*** RECORDS TO PROCESS ***

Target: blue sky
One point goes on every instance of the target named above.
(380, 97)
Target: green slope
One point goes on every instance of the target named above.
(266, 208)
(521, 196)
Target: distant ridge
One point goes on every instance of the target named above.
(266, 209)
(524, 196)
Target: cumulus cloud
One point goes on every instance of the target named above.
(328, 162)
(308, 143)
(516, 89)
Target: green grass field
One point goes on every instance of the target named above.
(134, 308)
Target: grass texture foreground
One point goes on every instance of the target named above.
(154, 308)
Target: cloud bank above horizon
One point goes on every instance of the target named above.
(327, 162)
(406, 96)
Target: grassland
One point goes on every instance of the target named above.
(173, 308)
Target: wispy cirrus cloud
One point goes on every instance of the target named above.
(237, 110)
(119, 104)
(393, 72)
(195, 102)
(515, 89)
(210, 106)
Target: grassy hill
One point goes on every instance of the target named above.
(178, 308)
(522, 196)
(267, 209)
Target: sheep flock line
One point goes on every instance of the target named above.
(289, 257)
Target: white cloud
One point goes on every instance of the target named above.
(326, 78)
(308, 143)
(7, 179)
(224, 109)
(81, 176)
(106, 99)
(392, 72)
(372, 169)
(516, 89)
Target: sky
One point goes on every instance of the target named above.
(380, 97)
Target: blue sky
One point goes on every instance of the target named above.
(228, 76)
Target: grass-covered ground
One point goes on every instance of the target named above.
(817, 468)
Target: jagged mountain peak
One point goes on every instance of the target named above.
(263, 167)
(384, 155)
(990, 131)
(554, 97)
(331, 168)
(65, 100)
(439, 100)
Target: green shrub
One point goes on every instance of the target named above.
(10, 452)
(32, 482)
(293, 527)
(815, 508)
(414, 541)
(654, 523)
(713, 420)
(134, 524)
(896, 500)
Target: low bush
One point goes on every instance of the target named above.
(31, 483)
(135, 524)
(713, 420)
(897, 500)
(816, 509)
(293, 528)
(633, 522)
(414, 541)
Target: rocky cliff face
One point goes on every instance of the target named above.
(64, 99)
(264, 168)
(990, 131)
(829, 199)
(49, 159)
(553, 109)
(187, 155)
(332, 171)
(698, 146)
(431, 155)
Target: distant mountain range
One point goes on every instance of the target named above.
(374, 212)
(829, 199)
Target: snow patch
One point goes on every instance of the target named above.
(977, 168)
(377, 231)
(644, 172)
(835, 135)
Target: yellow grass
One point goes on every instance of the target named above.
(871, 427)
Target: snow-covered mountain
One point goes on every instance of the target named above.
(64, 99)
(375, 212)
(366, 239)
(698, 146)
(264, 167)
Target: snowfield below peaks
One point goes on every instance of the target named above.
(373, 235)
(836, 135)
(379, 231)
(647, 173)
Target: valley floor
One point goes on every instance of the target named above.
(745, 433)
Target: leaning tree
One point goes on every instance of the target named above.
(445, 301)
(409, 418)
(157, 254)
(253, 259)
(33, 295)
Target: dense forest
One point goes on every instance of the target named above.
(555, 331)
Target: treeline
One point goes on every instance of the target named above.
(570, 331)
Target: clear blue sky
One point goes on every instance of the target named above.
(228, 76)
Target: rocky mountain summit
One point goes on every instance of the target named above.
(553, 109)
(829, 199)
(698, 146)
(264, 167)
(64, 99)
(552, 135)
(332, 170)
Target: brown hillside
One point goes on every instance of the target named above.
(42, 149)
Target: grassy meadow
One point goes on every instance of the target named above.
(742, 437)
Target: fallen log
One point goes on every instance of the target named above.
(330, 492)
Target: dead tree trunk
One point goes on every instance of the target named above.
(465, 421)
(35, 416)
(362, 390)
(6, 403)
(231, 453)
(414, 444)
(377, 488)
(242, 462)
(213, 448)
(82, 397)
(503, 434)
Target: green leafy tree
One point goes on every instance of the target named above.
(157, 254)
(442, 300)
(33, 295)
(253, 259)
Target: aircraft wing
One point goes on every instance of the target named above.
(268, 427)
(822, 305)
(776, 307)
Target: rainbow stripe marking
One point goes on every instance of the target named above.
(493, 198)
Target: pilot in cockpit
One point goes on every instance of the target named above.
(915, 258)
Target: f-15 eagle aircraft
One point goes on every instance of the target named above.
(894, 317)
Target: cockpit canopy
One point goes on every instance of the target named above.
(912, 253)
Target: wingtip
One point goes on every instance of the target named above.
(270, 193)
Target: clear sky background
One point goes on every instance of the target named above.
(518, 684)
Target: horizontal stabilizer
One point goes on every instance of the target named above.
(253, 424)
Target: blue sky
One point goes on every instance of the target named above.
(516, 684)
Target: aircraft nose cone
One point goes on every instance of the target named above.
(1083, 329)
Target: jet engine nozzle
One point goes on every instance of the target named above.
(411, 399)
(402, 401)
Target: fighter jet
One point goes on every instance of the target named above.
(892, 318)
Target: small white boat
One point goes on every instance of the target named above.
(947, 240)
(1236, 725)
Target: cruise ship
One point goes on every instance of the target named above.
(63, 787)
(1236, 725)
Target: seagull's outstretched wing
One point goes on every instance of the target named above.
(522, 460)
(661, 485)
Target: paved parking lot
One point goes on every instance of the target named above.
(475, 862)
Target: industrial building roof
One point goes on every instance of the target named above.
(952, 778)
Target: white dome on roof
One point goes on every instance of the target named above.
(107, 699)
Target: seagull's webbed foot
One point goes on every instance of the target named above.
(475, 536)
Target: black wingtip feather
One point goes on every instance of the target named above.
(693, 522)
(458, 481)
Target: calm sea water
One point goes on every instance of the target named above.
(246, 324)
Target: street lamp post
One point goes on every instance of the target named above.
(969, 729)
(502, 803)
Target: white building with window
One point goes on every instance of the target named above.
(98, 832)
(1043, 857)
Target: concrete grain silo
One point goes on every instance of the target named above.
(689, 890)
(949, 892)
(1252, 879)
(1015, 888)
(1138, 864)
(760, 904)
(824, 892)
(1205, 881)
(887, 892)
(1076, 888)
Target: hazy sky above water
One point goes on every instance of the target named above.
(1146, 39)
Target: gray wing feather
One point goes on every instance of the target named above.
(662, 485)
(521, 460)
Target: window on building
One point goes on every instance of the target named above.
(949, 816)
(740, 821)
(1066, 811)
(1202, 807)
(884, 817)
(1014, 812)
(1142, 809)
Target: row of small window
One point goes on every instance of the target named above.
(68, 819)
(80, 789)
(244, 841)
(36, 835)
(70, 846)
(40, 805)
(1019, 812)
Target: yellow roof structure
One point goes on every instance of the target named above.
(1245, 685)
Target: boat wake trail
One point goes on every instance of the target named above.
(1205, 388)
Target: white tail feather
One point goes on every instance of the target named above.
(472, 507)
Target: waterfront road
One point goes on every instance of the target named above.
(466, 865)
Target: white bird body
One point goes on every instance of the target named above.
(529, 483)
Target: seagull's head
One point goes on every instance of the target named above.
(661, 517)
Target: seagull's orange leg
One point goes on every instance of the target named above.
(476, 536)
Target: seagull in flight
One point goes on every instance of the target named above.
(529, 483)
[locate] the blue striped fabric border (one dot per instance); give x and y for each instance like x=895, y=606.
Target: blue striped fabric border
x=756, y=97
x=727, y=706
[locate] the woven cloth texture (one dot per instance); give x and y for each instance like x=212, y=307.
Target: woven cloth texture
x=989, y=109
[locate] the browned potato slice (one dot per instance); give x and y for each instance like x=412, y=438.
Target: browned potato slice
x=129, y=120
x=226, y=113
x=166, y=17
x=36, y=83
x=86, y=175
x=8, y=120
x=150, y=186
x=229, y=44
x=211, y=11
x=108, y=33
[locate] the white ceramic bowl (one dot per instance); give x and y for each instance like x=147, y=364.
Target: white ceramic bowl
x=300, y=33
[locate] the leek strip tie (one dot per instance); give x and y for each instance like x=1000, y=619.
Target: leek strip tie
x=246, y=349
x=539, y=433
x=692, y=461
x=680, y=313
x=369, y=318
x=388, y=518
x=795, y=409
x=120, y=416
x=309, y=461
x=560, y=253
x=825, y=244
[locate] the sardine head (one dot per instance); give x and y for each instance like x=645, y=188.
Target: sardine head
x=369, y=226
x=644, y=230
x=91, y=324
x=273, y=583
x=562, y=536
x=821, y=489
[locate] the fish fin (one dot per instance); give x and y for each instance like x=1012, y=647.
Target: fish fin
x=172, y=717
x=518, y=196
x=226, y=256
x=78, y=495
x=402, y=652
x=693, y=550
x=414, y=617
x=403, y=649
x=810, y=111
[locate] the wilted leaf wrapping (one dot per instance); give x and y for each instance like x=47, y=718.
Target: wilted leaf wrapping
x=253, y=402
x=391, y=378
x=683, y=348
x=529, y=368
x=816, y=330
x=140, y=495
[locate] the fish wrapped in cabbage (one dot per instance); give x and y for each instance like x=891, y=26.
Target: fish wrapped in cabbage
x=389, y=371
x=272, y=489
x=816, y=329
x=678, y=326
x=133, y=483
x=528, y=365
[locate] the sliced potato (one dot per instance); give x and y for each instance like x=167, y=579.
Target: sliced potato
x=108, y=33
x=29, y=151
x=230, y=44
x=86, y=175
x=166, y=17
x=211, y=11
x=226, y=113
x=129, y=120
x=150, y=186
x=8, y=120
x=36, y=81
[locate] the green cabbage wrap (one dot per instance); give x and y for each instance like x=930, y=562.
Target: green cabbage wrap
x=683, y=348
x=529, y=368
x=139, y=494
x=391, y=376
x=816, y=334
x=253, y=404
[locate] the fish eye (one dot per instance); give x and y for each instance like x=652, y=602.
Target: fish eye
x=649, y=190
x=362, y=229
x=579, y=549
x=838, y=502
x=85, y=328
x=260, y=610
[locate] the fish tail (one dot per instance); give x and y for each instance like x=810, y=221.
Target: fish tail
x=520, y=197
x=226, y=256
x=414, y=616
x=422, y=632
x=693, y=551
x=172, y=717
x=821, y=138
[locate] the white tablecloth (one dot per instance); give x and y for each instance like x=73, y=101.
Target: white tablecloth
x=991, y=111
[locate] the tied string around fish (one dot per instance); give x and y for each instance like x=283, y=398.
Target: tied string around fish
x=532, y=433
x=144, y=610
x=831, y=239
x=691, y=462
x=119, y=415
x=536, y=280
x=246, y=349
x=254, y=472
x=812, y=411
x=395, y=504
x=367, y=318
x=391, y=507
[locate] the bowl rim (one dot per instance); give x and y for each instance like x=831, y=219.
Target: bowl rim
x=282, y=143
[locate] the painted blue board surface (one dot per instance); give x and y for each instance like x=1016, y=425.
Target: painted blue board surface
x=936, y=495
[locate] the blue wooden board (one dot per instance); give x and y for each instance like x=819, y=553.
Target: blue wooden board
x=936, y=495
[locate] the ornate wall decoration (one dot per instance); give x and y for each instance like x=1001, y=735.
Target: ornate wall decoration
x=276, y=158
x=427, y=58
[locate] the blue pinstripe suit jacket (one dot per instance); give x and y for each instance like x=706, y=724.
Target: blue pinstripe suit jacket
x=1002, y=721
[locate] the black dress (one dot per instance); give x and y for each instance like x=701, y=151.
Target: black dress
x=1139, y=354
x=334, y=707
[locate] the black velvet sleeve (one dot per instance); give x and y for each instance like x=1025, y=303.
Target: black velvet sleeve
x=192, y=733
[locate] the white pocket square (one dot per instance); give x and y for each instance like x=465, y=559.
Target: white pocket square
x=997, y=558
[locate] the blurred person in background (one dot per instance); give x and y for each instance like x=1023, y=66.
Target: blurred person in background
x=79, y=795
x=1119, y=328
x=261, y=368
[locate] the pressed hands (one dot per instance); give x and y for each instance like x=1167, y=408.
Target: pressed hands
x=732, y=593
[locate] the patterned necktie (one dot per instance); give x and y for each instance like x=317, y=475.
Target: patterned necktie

*** End of RECORDS TO PROCESS ***

REQUIREMENT: Above are the records; from them, give again exactly the lines from the one containing "Target: fallen log" to the one containing "Target: pilot in cockpit", both lines included, and nothing more.

SOLVED EXERCISE:
Target: fallen log
One point goes on every instance of the target named above.
(330, 492)
Target: dead tree trunk
One point goes on every instance of the target named above.
(465, 421)
(35, 416)
(362, 390)
(6, 403)
(231, 453)
(414, 444)
(377, 488)
(242, 462)
(213, 448)
(82, 397)
(503, 434)
Target: green leafy tree
One point goes on every instance of the target named above.
(157, 254)
(442, 300)
(33, 295)
(253, 259)
Target: aircraft wing
One point goes on every instance of the target named above.
(268, 427)
(822, 305)
(776, 307)
Target: rainbow stripe marking
One point goes on every instance of the target named above.
(493, 198)
Target: pilot in cockpit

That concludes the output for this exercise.